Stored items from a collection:
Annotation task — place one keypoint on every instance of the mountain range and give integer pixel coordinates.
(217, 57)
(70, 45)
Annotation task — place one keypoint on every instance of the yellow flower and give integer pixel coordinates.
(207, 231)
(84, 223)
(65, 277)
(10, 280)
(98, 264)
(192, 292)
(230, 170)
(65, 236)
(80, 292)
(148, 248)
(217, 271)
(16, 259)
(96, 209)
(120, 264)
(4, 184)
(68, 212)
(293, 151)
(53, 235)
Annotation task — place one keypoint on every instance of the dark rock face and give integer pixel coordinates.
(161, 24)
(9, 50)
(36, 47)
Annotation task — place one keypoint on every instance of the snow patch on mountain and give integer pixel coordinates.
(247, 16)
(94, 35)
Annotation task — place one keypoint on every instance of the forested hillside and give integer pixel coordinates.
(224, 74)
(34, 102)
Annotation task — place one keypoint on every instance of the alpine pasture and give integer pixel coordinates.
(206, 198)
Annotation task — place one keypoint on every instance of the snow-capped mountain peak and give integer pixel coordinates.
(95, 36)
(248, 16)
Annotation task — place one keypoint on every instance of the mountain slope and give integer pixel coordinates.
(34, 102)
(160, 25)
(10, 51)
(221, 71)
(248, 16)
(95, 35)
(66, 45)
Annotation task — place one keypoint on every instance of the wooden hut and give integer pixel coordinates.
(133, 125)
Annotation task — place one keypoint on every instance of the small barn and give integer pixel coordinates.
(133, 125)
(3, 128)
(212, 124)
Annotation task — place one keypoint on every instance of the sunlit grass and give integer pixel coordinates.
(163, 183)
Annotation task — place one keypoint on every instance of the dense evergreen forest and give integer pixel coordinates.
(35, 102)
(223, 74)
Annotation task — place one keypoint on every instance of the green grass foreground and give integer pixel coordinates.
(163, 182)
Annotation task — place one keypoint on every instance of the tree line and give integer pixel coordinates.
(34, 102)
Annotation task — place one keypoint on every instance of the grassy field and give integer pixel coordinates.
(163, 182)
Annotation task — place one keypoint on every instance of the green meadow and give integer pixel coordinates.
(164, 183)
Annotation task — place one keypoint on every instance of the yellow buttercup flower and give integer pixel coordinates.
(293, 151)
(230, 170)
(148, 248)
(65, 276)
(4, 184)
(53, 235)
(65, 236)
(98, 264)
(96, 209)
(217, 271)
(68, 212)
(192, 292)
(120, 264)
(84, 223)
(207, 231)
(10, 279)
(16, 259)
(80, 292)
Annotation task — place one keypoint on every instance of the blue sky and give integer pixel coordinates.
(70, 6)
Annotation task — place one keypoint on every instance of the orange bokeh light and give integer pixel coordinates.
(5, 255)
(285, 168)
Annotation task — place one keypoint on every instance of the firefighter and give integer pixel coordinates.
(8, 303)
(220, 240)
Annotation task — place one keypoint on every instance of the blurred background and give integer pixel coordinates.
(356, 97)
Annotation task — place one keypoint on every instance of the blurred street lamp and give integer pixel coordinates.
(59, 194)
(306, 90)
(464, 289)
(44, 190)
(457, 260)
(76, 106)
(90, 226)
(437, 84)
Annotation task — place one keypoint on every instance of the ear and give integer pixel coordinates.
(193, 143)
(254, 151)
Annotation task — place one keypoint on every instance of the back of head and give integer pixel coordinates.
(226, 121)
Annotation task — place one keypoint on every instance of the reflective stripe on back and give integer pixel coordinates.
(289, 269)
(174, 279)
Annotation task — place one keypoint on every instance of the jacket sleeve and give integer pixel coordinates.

WHAT IS EXPECTED:
Write out every one of the rows above again, word for word and without any changes.

RIGHT ANSWER:
Annotation task — place one keypoint on every instance of the mountain range and give integer pixel coordinates.
(217, 57)
(70, 45)
Annotation task — place one keypoint on every instance of the yellow flower and give integer pixel coordinates.
(207, 231)
(84, 223)
(65, 277)
(10, 280)
(98, 264)
(192, 292)
(230, 170)
(65, 236)
(80, 292)
(148, 248)
(217, 271)
(16, 259)
(96, 209)
(120, 264)
(4, 184)
(68, 212)
(293, 151)
(53, 235)
Annotation task — place one keypoint on every instance of the dark rock face and give integer pixel coordinates.
(161, 24)
(9, 50)
(36, 47)
Annotation task — place one keypoint on every instance of the snow patch on mountain and give integer pixel coordinates.
(247, 16)
(94, 35)
Annotation task — place one keypoint on every instance of the forested hillside and give integer pixel coordinates.
(224, 74)
(34, 102)
Annotation task — place one keypoint on every instance of the alpine pasture and give integer pixel coordinates.
(206, 198)
Annotation task — place one keypoint on every instance of the snow-capped mountain peak and give integer pixel coordinates.
(95, 36)
(248, 16)
Annotation task — place one keypoint on every instance of the mountain slope and give integer pixel coordinates.
(34, 102)
(160, 25)
(10, 51)
(221, 71)
(248, 16)
(95, 35)
(66, 45)
Annotation task — place one keypoint on every instance of the wooden hut and give integer pixel coordinates.
(133, 125)
Annotation task — place one keypoint on every instance of the small barn and give integer pixel coordinates.
(133, 125)
(3, 128)
(212, 124)
Annotation task — place one keypoint on every instance of the sunlit grass and give integer pixel coordinates.
(163, 183)
Annotation task — place one keypoint on every instance of the dense evergreen forest and give integer pixel coordinates.
(35, 102)
(223, 74)
Annotation task — place one keypoint on every instance of the green grass foreground and give integer pixel coordinates.
(163, 182)
Annotation task — place one keypoint on every instance of the tree line and give integer pixel coordinates.
(34, 102)
Annotation task — place one keypoint on every instance of the grassy field and give integer pixel coordinates.
(163, 182)
Annotation task — place one keypoint on every instance of the green meadow and give integer pixel coordinates.
(164, 183)
Annotation task — place one keypoint on every instance of the yellow buttercup flower and give integer pixel coordinates.
(293, 151)
(230, 170)
(148, 248)
(65, 276)
(4, 184)
(53, 235)
(65, 236)
(98, 264)
(96, 209)
(217, 271)
(68, 212)
(192, 292)
(120, 264)
(84, 223)
(207, 231)
(10, 279)
(16, 259)
(80, 292)
Annotation task — place one keypoint on every instance of the blue sky and give integer pixel coordinates.
(70, 6)
Annotation task — place one keypoint on every instance of the orange bokeh light and give integer pixel coordinates.
(5, 255)
(285, 168)
Annotation task — place one keypoint on every instance of the firefighter and give integer pixel coordinates.
(8, 303)
(220, 240)
Annotation task — place one keypoint on every instance of the blurred background and give integer pixel coordinates.
(356, 97)
Annotation task — place one keypoint on every instance of the blurred street lamp and give integer pixel coordinates.
(59, 194)
(306, 90)
(464, 289)
(44, 190)
(457, 260)
(76, 106)
(90, 226)
(437, 84)
Annotation task — place one keypoint on every instance of the ear and give integer pixel coordinates.
(193, 143)
(254, 151)
Annotation task — place one keypoint on every instance of the back of head and give integer pixel coordinates.
(226, 121)
Annotation task — place one keypoint on every instance of the reflective stripe on back and give integer pixel coordinates.
(289, 269)
(174, 279)
Annotation task — place one keypoint on every instance of the jacket sleeve and give integer pixel coordinates.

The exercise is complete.